§ **ЗАДАНИЯ**:
[a] Чем, согласно фрагменту о безопасности наблюдателя, обеспечивается защищенность журналистов, работающих в горячих точках?
[b] Выпишите из фрагмента о безопасности наблюдателя все определения, которые в заданном там вопросе прилагаются к реальности, создаваемой камерой.
[c] Продолжите фрагмент о безопасности наблюдателя и роли камеры, начав сразу после его последнего предложения.

Говоря о ситуации с профессором, нужно отметить присутствие идущей еще со средних веков и легитимированной культурой черты, а именно – безопасности наблюдателя. Очевидно, он и его коллеги были уверены, что безопасность рядом с большой группой негативно настроенных людей им гарантирована. Экспериментаторы также не подозревали об опасности, как и участники этого мероприятия. Они были уверены в том, что статус ученых, исследователей гарантирует полную неприкосновенность. Но все–таки охранники и заключенные – это не металлические шарики и наклонная плоскость. Субъект и объект перемешались, механизм эксперимента изменился, а ощущение незатронутости (некий отблеск автономности) осталось. Интересно, что аналогичным образом позиционируют себя в наше время и журналисты, работающие в горячих точках, в различных опасных ситуациях с уверенностью в своей защищенности. Причем защищенность обеспечивается камерой так же, как раньше, например, обеспечивалась рясой священника.

В связи с вышесказанным возникает вопрос о значимости камеры, о том, насколько она важна и реальна. Можем ли мы говорить, что реальность, создаваемая камерой, является эфемерной, ложной, вымышленной? Очевидно, это было бы столь же наивно, сколь и утверждение о несостоятельности нововременного экспериментального разума в плане достижения последней истины, коль скоро современный, связанный с культурой масс–медиа эксперимент является преемником классического. Как и сотни лет назад, эксперимент создает реальность, ее создают средства масс–медиа, в которые приходится верить.

§ **ПРЕДОСТАВЛЕННЫЙ МАТЕРИАЛ**:
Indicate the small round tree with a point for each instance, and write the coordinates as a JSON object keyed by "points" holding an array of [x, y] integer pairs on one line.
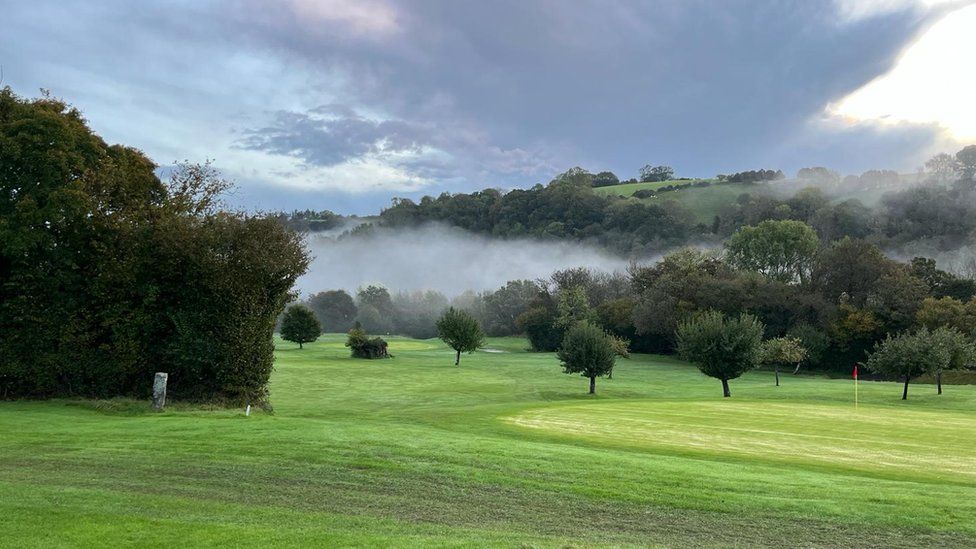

§ **ОТВЕТЫ К ЗАДАНИЯМ**:
[a] Камерой, так же как раньше защищенность обеспечивалась рясой священника.

[b] Эфемерной, ложной, вымышленной.

[c]
Нужно отметить, что участникам эксперимента в некоторой степени было заранее известно о рискованности этого предприятия. Тем не менее, они согласились. Но почему именно они? Чем эти люди отличны от других, или что их толкает на участие в подобных мероприятиях? Средства массовой информации изобилуют различными акциями, экспериментами, и находятся люди (порой одни и те же), которые охотно идут на них и тем самым зарабатывают себе на жизнь. Кто эти люди? В фильме они объясняли свое участие в эксперименте либо нехваткой денег, либо тем, что им просто интересно. Первое – неудачи в финансовом плане, второе – недостаток общения, ощущений, интереса в жизни. Другими словами, люди решаются на такой шаг по той причине, что чем–то не могут себя обеспечить.

Такой же механизм набора участников работает и в разного рода реалити–шоу. Ведь это тоже эксперимент, в поле которого формируются властные структуры, лидеры, аутсайдеры, борьба. Почему эти шоу так популярны, вызывают такой интерес особенно среди молодежи? Люди с нехваткой в личной жизни, в общении – тоже люди, которым хочется заявить о себе, показать, увидеть себя, быть центром чьего–то внимания, хочется просто быть. Чтобы быть, нужно быть увиденным, причем увиденным камерой. Ситуация явно схожа со средневековой, когда нужно было быть увиденным Богом. Если Бог меня созерцает (и одновременно творит), значит, я есть – так удивительным образом перед нами всплывает старый европейский механизм самотождественности.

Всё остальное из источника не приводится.